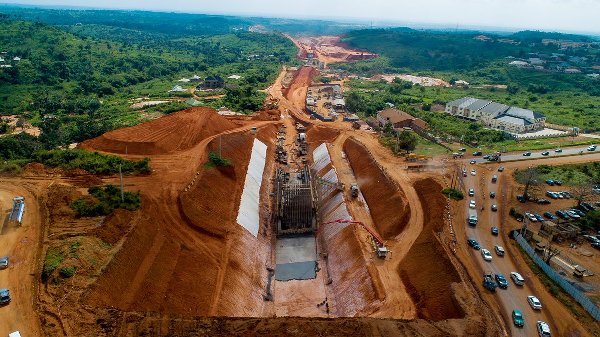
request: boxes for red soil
[398,178,465,321]
[80,108,236,155]
[344,138,410,239]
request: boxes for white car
[494,246,504,256]
[481,248,492,261]
[527,295,542,310]
[510,271,525,286]
[535,321,552,337]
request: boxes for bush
[42,249,65,282]
[442,188,465,200]
[71,185,141,217]
[208,151,231,166]
[58,266,77,278]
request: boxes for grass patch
[515,244,600,336]
[42,248,65,283]
[71,185,141,217]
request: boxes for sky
[0,0,600,34]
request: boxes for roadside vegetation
[71,185,141,217]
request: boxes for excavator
[317,219,389,259]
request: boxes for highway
[469,145,600,163]
[458,164,557,336]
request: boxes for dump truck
[350,184,358,198]
[483,273,498,292]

========================================================================

- **WHAT NEEDS TO BE DONE**: Repeat the entire listing above line for line, leaving the picture out.

- **ANSWER BELOW**:
request: boxes for red soil
[398,178,465,321]
[80,108,236,155]
[344,138,410,239]
request: boxes for white car
[494,246,504,256]
[481,248,492,261]
[527,295,542,310]
[510,271,525,286]
[535,321,552,337]
request: boxes for bush
[42,249,65,282]
[442,188,465,200]
[71,185,141,217]
[208,151,231,166]
[58,266,77,278]
request: boxes for grass patch
[515,244,600,336]
[42,248,65,283]
[71,185,141,217]
request: boxes for sky
[0,0,600,34]
request: boxes for roadside vegetation
[71,185,141,217]
request: boxes for excavator
[317,219,389,259]
request: boxes for highway
[469,145,600,163]
[458,164,557,336]
request: boxes for dump truck
[350,184,358,198]
[483,273,498,292]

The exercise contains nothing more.